What is asked. Output these lines as a numbered list with blank lines omitted, starting at the line that contains "trace the outline of every instance of the pointed" and ending after the line that contains "M131 65L131 72L130".

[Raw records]
########################################
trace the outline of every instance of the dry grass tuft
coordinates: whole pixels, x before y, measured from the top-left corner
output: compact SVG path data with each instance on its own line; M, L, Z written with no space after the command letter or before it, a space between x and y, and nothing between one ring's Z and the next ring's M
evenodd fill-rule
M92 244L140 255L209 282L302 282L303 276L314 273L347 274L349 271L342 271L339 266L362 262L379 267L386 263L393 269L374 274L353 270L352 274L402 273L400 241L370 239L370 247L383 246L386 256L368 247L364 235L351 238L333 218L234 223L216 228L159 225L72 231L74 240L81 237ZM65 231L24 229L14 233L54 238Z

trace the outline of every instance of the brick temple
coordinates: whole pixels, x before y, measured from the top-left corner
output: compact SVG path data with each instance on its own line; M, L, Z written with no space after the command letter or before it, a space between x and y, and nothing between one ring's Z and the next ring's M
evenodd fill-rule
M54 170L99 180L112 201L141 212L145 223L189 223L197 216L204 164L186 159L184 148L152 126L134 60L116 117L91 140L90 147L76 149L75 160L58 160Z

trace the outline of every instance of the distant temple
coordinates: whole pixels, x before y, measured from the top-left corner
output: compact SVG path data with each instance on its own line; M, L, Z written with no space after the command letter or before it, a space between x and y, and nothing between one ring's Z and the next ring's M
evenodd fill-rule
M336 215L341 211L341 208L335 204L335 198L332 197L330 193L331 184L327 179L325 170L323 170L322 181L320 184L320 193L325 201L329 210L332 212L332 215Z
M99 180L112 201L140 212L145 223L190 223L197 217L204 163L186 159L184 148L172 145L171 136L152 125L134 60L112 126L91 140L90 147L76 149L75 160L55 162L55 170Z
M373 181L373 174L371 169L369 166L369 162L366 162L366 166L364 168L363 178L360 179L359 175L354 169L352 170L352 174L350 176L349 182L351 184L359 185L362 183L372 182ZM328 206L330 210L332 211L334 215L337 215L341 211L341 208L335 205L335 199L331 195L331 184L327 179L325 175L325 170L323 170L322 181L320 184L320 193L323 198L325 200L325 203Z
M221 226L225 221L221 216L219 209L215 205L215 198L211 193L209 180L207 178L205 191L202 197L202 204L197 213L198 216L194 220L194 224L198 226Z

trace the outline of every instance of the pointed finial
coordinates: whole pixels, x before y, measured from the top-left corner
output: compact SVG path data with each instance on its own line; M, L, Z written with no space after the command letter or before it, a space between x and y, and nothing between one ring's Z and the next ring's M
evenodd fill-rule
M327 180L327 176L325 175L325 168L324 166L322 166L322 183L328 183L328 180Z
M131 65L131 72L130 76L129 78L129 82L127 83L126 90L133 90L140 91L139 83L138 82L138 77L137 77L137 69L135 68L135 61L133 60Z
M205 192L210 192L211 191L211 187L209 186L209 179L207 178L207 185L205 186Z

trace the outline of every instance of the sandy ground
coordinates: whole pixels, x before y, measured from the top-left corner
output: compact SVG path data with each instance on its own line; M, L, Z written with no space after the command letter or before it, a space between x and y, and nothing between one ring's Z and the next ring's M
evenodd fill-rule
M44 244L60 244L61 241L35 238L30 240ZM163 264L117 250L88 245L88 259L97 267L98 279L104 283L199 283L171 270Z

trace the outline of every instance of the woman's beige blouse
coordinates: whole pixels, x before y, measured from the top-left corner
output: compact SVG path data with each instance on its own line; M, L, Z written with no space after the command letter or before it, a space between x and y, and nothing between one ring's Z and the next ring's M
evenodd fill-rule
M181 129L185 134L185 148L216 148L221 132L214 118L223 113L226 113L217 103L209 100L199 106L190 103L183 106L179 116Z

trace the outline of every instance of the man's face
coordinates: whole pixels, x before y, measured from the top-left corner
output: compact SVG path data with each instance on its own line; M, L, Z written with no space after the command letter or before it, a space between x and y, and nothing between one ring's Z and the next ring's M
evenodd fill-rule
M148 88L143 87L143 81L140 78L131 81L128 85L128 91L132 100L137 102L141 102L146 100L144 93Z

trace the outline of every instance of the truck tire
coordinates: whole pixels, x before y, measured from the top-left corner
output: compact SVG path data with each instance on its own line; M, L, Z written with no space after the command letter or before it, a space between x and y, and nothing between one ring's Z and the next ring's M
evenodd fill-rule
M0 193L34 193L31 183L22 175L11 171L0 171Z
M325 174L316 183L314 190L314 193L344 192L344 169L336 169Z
########################################
Solution for this problem.
1. trace the outline of every instance of the pointed finial
2. coordinates: whole pixels, x before y, measured from the top-left corner
3. output: compact SVG path data with each instance on its own line; M, L, Z written with no space after the command letter or before it, a space between x and y, and nothing between one ring's Z and the next ring's M
4. evenodd fill-rule
5. M327 180L327 176L325 175L325 168L324 166L322 166L322 183L328 183L328 180Z
6. M131 65L131 72L130 76L129 78L129 82L127 83L126 90L133 90L140 91L139 83L138 82L138 77L137 77L137 69L135 68L135 61L133 60Z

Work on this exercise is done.